● **TASK PROMPT**
Until you reach the line containing "box: [1381, 974, 1610, 1071]", reproduce each line of the listing exactly, please, and include that line as well.

● **THE INPUT**

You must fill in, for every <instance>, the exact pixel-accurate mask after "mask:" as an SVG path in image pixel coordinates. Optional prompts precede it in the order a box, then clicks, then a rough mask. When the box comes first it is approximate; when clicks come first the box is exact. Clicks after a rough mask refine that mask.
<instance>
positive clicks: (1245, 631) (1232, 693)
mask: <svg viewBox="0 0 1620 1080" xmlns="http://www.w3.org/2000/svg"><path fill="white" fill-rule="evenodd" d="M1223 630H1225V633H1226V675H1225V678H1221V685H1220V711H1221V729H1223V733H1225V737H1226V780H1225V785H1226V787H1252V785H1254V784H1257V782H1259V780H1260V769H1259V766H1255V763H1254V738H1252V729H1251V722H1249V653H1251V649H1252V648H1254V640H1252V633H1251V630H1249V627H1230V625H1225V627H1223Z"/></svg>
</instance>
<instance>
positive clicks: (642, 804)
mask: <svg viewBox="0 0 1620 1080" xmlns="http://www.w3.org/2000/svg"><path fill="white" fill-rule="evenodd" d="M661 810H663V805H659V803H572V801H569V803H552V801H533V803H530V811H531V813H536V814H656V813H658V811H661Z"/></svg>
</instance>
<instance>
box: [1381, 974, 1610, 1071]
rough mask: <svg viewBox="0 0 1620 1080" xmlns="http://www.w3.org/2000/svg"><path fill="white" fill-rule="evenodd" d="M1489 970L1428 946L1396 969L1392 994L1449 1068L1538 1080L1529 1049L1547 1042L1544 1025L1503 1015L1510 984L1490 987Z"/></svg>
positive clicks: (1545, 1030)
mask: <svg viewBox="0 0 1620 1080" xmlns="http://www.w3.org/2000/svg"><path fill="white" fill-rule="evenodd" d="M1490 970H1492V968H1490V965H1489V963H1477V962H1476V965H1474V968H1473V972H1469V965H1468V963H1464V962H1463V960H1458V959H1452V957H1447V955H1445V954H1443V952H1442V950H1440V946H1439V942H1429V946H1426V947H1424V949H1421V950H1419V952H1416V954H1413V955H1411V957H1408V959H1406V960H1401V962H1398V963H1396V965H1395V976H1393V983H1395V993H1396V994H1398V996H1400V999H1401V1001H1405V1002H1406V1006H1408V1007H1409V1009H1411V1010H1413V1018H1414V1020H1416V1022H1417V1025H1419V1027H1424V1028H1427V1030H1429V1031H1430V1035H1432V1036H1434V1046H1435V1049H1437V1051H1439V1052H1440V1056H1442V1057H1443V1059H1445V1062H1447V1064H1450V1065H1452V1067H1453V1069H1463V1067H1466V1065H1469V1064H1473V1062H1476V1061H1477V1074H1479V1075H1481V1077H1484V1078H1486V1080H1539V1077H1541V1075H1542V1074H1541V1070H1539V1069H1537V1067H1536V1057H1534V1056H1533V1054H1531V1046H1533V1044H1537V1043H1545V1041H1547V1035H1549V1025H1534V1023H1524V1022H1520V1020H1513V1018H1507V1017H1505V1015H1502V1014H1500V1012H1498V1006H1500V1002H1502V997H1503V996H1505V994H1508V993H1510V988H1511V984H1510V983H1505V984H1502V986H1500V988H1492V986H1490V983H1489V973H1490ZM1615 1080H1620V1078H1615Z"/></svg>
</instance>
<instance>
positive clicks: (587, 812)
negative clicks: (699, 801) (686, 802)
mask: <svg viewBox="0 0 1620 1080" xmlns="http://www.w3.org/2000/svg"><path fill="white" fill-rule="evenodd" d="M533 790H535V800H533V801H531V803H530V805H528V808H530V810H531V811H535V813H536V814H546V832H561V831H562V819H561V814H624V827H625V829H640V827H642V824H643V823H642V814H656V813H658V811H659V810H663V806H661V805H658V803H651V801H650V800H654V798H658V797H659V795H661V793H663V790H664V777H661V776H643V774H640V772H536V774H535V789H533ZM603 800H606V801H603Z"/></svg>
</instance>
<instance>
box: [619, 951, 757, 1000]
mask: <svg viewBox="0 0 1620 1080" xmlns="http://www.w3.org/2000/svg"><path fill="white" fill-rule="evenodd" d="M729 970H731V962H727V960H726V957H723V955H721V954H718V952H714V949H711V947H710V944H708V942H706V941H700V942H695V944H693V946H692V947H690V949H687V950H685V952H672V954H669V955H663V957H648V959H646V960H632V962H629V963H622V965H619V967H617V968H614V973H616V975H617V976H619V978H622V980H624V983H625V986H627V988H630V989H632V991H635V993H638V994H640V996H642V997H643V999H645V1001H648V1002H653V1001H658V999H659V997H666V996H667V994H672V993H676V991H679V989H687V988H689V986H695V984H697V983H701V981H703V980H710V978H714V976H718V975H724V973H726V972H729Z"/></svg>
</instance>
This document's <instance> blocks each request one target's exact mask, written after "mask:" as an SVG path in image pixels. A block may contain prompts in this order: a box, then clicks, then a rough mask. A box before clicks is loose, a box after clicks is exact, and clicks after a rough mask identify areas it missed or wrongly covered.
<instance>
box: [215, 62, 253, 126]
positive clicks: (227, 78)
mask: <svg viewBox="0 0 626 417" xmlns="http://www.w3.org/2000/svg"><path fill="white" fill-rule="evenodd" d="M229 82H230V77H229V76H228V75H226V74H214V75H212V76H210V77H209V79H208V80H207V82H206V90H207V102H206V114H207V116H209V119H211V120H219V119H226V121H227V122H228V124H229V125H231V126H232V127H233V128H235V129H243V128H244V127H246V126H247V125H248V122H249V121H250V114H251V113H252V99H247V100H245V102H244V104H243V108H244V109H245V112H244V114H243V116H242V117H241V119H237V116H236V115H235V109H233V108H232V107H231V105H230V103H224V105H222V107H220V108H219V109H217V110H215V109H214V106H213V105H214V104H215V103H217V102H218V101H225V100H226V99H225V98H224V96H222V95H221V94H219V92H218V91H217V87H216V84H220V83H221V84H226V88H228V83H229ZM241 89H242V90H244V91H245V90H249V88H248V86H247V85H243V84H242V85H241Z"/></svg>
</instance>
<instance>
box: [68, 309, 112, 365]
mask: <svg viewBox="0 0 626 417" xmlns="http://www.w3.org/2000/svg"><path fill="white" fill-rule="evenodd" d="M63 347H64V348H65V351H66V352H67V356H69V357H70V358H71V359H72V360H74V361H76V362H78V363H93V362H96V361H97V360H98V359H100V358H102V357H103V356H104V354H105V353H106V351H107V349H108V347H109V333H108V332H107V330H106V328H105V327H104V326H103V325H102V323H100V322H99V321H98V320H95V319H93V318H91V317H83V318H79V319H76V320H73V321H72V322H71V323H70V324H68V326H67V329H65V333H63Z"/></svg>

● **SOLUTION BELOW**
You must fill in, for every <instance>, the exact pixel-accurate mask after "mask:" as an SVG path in image pixel coordinates. Optional prompts precede it in the order a box, then clicks, then a rough mask. When the box comes first it is approximate; when clicks come first the box is exact. Clicks after a rough mask refine that mask.
<instance>
positive clicks: (1245, 631) (1232, 693)
mask: <svg viewBox="0 0 1620 1080" xmlns="http://www.w3.org/2000/svg"><path fill="white" fill-rule="evenodd" d="M1223 630H1225V633H1226V675H1225V678H1221V685H1220V711H1221V729H1223V733H1225V737H1226V780H1225V785H1226V787H1252V785H1254V784H1257V782H1259V780H1260V769H1259V766H1255V763H1254V738H1252V729H1251V722H1249V653H1251V649H1252V648H1254V640H1252V633H1251V630H1249V627H1230V625H1225V627H1223Z"/></svg>
</instance>
<instance>
positive clicks: (642, 804)
mask: <svg viewBox="0 0 1620 1080" xmlns="http://www.w3.org/2000/svg"><path fill="white" fill-rule="evenodd" d="M661 810H663V805H659V803H572V801H569V803H552V801H533V803H530V811H531V813H536V814H656V813H658V811H661Z"/></svg>
</instance>
<instance>
box: [1381, 974, 1610, 1071]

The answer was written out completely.